*MATERIAL PROVIDED:*
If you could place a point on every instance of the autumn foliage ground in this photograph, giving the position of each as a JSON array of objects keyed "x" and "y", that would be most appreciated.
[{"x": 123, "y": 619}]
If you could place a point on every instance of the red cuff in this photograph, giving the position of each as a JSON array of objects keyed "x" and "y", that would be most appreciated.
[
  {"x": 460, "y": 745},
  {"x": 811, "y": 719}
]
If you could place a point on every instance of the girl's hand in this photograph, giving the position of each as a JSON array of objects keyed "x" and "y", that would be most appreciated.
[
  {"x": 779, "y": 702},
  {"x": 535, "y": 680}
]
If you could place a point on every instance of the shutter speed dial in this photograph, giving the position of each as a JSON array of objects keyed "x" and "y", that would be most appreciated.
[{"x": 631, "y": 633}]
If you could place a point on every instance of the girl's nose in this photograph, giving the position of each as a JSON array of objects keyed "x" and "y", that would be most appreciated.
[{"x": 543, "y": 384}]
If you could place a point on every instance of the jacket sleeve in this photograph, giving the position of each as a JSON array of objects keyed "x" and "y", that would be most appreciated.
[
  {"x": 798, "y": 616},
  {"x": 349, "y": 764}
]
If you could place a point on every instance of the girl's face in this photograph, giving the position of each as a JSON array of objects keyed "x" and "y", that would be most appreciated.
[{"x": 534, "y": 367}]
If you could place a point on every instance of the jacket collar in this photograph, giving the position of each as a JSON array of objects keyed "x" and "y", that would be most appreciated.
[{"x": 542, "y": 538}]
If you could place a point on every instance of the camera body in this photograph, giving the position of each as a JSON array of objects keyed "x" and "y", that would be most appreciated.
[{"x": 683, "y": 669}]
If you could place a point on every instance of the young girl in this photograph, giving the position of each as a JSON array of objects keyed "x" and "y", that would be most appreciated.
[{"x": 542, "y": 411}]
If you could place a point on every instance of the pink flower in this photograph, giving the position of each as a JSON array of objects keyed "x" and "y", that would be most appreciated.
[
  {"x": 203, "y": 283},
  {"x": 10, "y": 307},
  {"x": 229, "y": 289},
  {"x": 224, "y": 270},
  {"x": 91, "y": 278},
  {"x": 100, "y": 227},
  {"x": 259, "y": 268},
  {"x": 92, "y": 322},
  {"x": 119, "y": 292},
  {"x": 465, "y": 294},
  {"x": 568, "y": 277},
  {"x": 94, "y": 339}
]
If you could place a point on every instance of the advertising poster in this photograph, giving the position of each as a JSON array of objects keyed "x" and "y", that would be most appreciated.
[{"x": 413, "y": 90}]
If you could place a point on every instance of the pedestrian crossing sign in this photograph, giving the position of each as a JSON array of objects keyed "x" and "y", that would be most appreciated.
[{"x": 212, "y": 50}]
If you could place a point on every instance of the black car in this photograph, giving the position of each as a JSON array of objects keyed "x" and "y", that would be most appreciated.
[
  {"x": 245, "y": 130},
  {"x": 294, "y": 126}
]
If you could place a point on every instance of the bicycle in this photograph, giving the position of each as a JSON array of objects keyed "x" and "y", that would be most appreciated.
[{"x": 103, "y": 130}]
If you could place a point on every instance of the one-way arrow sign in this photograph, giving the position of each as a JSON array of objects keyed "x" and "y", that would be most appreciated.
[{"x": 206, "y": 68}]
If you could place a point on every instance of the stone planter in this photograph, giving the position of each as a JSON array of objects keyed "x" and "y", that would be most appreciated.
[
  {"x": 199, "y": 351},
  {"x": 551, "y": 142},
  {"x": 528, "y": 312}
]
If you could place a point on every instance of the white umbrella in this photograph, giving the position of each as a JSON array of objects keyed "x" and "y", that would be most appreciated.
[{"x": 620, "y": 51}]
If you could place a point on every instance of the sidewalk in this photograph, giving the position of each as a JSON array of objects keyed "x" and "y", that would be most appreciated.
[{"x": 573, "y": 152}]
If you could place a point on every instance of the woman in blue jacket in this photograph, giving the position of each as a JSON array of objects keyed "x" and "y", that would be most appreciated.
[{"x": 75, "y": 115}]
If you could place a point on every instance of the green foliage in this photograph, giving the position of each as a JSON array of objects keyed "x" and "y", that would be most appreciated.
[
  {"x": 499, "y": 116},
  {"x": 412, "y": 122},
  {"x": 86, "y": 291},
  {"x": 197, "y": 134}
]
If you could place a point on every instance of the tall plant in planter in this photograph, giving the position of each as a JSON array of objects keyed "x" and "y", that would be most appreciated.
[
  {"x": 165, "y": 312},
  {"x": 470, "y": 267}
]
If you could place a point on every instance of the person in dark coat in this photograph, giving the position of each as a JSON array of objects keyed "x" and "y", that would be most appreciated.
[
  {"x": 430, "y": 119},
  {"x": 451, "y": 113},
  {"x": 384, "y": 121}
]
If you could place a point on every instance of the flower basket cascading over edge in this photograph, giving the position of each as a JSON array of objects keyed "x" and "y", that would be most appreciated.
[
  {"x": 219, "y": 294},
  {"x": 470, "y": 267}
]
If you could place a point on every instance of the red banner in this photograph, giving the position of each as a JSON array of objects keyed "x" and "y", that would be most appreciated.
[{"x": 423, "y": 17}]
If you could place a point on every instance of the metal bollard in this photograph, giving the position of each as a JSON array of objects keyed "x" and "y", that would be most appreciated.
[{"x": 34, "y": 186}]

*ASSIGNMENT:* Every entry needs to be copied exactly as it was written.

*WRITTEN ANSWER:*
If you could place a point on every instance of the autumn foliage ground in this photograph, giving the position of each as a JSON array of objects keyed "x" and "y", that would be most appreciated.
[{"x": 123, "y": 619}]
If you could place a point on every instance of the red cuff in this photograph, giving the position of each as a JSON array of objects keyed "x" and "y", that would be most appreciated.
[
  {"x": 460, "y": 745},
  {"x": 811, "y": 719}
]
If you could place a point on every instance of the girl's hand in this photograph, giving the position of each as a JSON array of objects keyed "x" and "y", that would be most appreciated.
[
  {"x": 779, "y": 702},
  {"x": 535, "y": 680}
]
If you could place a point on every instance of the shutter speed dial in this photograph, giving the position of each as a JSON array of objects keyed "x" and "y", that would be most appreciated.
[{"x": 631, "y": 633}]
If you could place a point on every instance of the girl's nose in this photograph, giving the position of each as a JSON array of objects keyed "x" and "y", that would be most appreciated.
[{"x": 543, "y": 384}]
If you could place a point on every instance of the jacket sleeve in this photograph, giving the position of each as a JSON array of objects keyed "x" and "y", that would be most appreciated.
[
  {"x": 798, "y": 616},
  {"x": 349, "y": 764}
]
If you could place a point on every instance of the girl's face in this photograph, giving the position of each as a JSON array of objects keyed "x" and "y", that would be most appreciated.
[{"x": 534, "y": 367}]
If you could place a point on every instance of the jacket collar in this photograph, giving the position of each as a JSON array of objects keyed "x" and "y", that would be most appreciated.
[{"x": 542, "y": 538}]
If you could place a point on every instance of the camera body in this photograph, giving the position of each as a JSON array of objects keyed "x" and "y", that would be most appreciated.
[{"x": 683, "y": 669}]
If you could place a point on every instance of the young girl in this photograph, giving the position of each as a JSON array of objects keyed "x" and "y", that would be most appreciated.
[{"x": 542, "y": 411}]
If you could place a point on every instance of the pink flower in this photograph, giving the position of each as a JSON array of objects keyed "x" and "y", that would be most appreciated.
[
  {"x": 203, "y": 283},
  {"x": 10, "y": 307},
  {"x": 229, "y": 289},
  {"x": 224, "y": 270},
  {"x": 91, "y": 278},
  {"x": 100, "y": 227},
  {"x": 259, "y": 268},
  {"x": 92, "y": 322},
  {"x": 119, "y": 292},
  {"x": 465, "y": 294},
  {"x": 568, "y": 277},
  {"x": 94, "y": 339}
]
If you could place a point on every instance of the advertising poster in this photograph, giving the position of each as a JSON array of objects keyed "x" and "y", that would be most appreciated.
[{"x": 413, "y": 90}]
If you could place a point on every instance of the pedestrian crossing sign in this photograph, giving the position of each as a JSON array of objects keyed "x" and "y", that would be most appreciated.
[{"x": 212, "y": 50}]
If you could place a point on every instance of the black car in this photograph, giving the position of each as a JSON array of objects keyed "x" and "y", that would be most appreciated.
[
  {"x": 245, "y": 130},
  {"x": 294, "y": 126}
]
If you could place a point on every instance of the bicycle in this photograph, giving the position of each as a JSON array of objects keyed "x" and "y", that would be most appreciated.
[{"x": 103, "y": 130}]
If you could place a point on every instance of the one-way arrow sign in this photograph, giving the position of each as a JSON array of objects keyed "x" and "y", that would be most appreciated.
[{"x": 206, "y": 68}]
If you could place a point on every instance of the stone planter in this photograph, giving the position of each as a JSON array of objects keyed "x" and "y", that would be most appreciated.
[
  {"x": 199, "y": 351},
  {"x": 551, "y": 142},
  {"x": 528, "y": 312}
]
If you could place a point on every instance of the white umbrella in this photograph, giving the position of each as a JSON array of objects keyed "x" and "y", that would be most appreciated.
[{"x": 620, "y": 51}]
If you could place a point on every instance of the sidewalk in this photograph, giving the position of each as a JSON array of objects keyed "x" and "y", that would be most appreciated.
[{"x": 573, "y": 152}]
If you could place a point on every instance of the woman in blue jacket in this photograph, giving the position of each as a JSON array of objects keyed "x" and "y", that would be most appreciated.
[{"x": 75, "y": 115}]
If you could place a point on every instance of the green foliage in this photograph, giving the position of each as a JSON array of objects keyed "x" and "y", that would be most appreciated.
[
  {"x": 499, "y": 116},
  {"x": 412, "y": 122},
  {"x": 86, "y": 291},
  {"x": 197, "y": 134}
]
If you could place a point on every instance of the tall plant in planter in this photograph, giving the position of each as a JSON array of objects keyed "x" and "y", that would be most appreciated.
[
  {"x": 165, "y": 312},
  {"x": 470, "y": 267}
]
If you could place a point on every instance of the person in dark coat in this photograph, giving the position of each as a JSON array of objects keyed "x" and "y", that would be most appreciated.
[
  {"x": 430, "y": 119},
  {"x": 451, "y": 113},
  {"x": 384, "y": 121}
]
If you could place a point on every instance of the flower basket cascading over edge in this photograph, giving the position of each as a JSON array of objects keyed "x" and "y", that would be most appreciated.
[
  {"x": 219, "y": 294},
  {"x": 470, "y": 267}
]
If you could place a point on every instance of the red banner in this photograph, giving the position of each as a JSON array of objects keyed "x" and "y", that would be most appreciated.
[{"x": 423, "y": 17}]
If you could place a point on every instance of the metal bollard in this photograph, giving the position of each as a JSON array of objects keyed "x" and "y", that would be most appreciated.
[{"x": 34, "y": 186}]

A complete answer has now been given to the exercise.